START PAGE TEXT

China’s Twitter–Weibo Launched IPO

Sina Weibo, China’s version of Twitter, debuted on the Nasdaq exchange on April 17 with a 19.1 percent jump, the eighth-best debut for a U.S. listed tech stock this year.

Weibo shares rose from the subscription price of $17 to as high as $24.28. The company sought to raise $380 million by selling 20 million shares for as much as $19 each. But underwriters could only find demand for 16.8 million shares at $17, generating $287 million for the company.

Weibo, launched in August 2009, is China’s largest social media platform with 144 million active monthly users.

Though it remains unprofitable, losing $38 million last year and another $47 million in the first quarter of this year, its revenues jumped to nearly $68 million for the three months.

The Shanghai-based Weibo was missioned with a fundamental challenge: progressing from a microblogging phenomenon in China to an important member of the international social media industry.

As Weibo celebrates Wall Streets’ s welcoming waters for it, it’s always at conflicts with censors at home, putting in doubt whether the firm known as the “Twitter of China” may eventually be dismantled by government interference.

A series of detentions of influential online commentators may have hurt Weibo’s user numbers. A study released in this January by Britain’s Telegraph newspaper and East China Normal University in Shanghai showed that the number of Weibo posts have fallen 70 percent since its peak in 2012, after the government required users’ real names before posting content.

END PAGE TEXT
START DATA

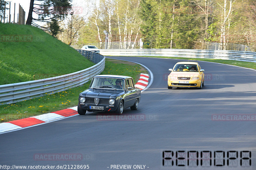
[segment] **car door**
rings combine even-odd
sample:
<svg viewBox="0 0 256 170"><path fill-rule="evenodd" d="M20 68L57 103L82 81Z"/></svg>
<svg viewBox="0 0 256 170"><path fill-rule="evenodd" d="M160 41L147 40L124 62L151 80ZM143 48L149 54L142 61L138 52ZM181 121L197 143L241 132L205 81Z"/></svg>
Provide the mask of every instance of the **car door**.
<svg viewBox="0 0 256 170"><path fill-rule="evenodd" d="M130 79L125 80L125 91L126 94L124 98L125 107L128 107L133 105L134 102L133 102L134 97L133 91L134 88L132 88L132 84L131 83Z"/></svg>

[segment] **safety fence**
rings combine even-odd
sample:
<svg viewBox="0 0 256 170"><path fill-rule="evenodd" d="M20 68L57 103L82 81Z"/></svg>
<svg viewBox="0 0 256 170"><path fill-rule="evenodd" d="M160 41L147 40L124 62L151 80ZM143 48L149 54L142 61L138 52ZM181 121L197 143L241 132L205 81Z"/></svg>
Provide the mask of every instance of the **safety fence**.
<svg viewBox="0 0 256 170"><path fill-rule="evenodd" d="M103 55L160 56L221 59L256 62L256 52L189 49L110 49L100 50Z"/></svg>
<svg viewBox="0 0 256 170"><path fill-rule="evenodd" d="M104 56L92 52L78 51L85 57L97 64L69 74L0 85L0 105L31 99L80 86L103 71L105 67Z"/></svg>

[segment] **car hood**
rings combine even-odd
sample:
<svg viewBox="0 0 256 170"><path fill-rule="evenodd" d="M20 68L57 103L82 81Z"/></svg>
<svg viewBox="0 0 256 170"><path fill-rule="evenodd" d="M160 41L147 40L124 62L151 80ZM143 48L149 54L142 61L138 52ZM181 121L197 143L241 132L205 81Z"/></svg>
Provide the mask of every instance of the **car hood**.
<svg viewBox="0 0 256 170"><path fill-rule="evenodd" d="M200 76L199 72L189 72L181 71L173 71L170 75L173 77L191 77Z"/></svg>
<svg viewBox="0 0 256 170"><path fill-rule="evenodd" d="M117 92L115 90L112 91L98 89L88 90L86 94L85 97L109 99L111 95L118 93L119 93Z"/></svg>

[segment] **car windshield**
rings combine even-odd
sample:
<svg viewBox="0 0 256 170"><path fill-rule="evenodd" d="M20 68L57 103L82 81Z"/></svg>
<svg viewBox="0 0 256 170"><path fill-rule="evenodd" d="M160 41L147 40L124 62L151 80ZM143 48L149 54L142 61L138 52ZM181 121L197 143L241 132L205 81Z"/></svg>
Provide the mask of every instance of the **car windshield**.
<svg viewBox="0 0 256 170"><path fill-rule="evenodd" d="M196 64L180 64L176 65L173 71L198 72L198 68Z"/></svg>
<svg viewBox="0 0 256 170"><path fill-rule="evenodd" d="M88 46L88 48L98 48L96 46Z"/></svg>
<svg viewBox="0 0 256 170"><path fill-rule="evenodd" d="M106 77L94 77L92 81L91 88L124 89L124 79Z"/></svg>

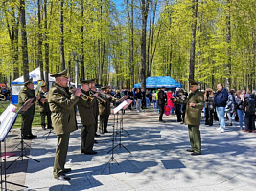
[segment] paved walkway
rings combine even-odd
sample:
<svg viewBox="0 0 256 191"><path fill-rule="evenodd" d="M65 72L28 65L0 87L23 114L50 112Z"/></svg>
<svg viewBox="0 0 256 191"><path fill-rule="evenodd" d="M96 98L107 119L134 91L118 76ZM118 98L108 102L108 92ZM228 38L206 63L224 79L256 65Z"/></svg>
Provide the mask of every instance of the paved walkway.
<svg viewBox="0 0 256 191"><path fill-rule="evenodd" d="M111 132L113 117L108 125ZM120 121L121 115L118 117ZM94 149L98 154L94 156L80 153L81 129L71 134L66 163L72 168L68 173L70 181L53 178L56 135L50 134L46 140L43 134L47 131L34 128L38 138L26 143L32 147L30 157L40 162L26 157L24 161L18 159L7 171L8 181L39 191L255 190L256 134L239 131L238 123L233 122L234 126L222 134L216 130L216 122L212 127L201 125L202 155L191 156L185 151L190 147L187 126L175 122L175 116L165 116L167 122L159 123L155 111L126 111L123 119L123 128L129 135L123 131L121 146L113 150L113 159L111 152L107 153L112 148L112 134L97 138L99 144ZM19 142L18 131L10 133L8 151ZM118 143L119 137L114 145ZM16 157L8 158L7 164ZM11 190L23 190L8 186Z"/></svg>

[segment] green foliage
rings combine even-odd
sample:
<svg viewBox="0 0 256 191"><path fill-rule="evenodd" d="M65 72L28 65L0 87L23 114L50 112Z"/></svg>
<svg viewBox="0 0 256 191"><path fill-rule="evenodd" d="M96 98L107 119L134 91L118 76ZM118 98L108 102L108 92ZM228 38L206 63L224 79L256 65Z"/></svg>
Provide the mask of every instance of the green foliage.
<svg viewBox="0 0 256 191"><path fill-rule="evenodd" d="M37 6L26 1L27 36L30 70L36 67L38 57L38 33L47 35L44 44L50 46L50 73L61 70L59 56L59 1L47 2L47 29L44 27L44 1L41 1L41 29L38 28ZM140 82L141 67L141 11L140 1L133 1L133 30L131 36L132 1L70 0L64 1L64 48L66 66L70 64L74 80L74 53L84 56L85 78L98 77L103 68L103 85L111 83L118 88L129 86L131 69L134 82ZM83 16L81 3L83 2ZM156 0L151 1L154 5ZM160 2L160 1L159 1ZM189 75L192 0L167 0L157 4L156 19L148 22L147 46L156 47L151 76L170 75L187 85ZM8 29L18 22L19 1L0 0L0 75L13 77L19 68L22 75L21 36L13 49ZM153 6L150 5L150 8ZM256 2L255 0L198 0L196 35L195 78L204 86L231 80L232 88L256 87ZM150 10L148 17L152 10ZM231 41L227 41L227 18L230 17ZM83 26L83 32L81 27ZM14 28L13 28L14 29ZM154 30L154 41L150 36ZM20 32L20 29L19 29ZM159 35L158 35L159 33ZM83 38L83 41L82 41ZM131 42L133 63L130 63ZM82 48L84 52L82 53ZM148 47L147 47L148 49ZM229 54L230 52L230 54ZM15 62L14 54L18 55ZM147 52L148 53L148 52ZM77 59L76 58L76 59ZM45 62L45 61L44 61ZM226 66L230 62L230 75ZM81 74L81 66L80 72ZM4 76L4 77L3 77ZM11 81L13 78L11 79Z"/></svg>

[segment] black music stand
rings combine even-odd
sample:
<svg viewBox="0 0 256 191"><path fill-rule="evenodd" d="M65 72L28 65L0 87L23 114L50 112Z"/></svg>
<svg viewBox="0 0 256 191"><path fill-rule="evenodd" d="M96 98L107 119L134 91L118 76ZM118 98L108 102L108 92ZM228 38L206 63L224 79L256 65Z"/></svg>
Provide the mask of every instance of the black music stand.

END DATA

*TASK 1*. According to the Weibo IPO article, how many active monthly users does Weibo have?
*TASK 2*. Continue the article on Weibo's IPO from where it stops.

*FINAL ANSWER 1*. 144 million.

*FINAL ANSWER 2*.
Chinese government stipulated a series of policies – requiring real names on social media in early 2012 and introducing new laws prohibiting “rumor-mongering” last September – after the Facebook- and Twitter-fueled Arab Spring protests swept through the Middle East.

However, the opportunity for Weibo remains tremendous with China’s more than 600 million Internet users. But people argued that the harsh online censorship in China could hurt Weibo’s healthy growth, especially as it competes against Wechat— the mobile messaging app launched by rival Tencent Holdings Ltd that has became increasingly  popular in part because it is private by nature.

The China Internet Network Information Center, a state-run agency tracking Internet statistics, said in its annual report released in January that while growth in Weibo dropped 9 per cent in 2013, mobile messaging services witnessed explosive growth, with apps such as WeChat adding more than 78 million new users.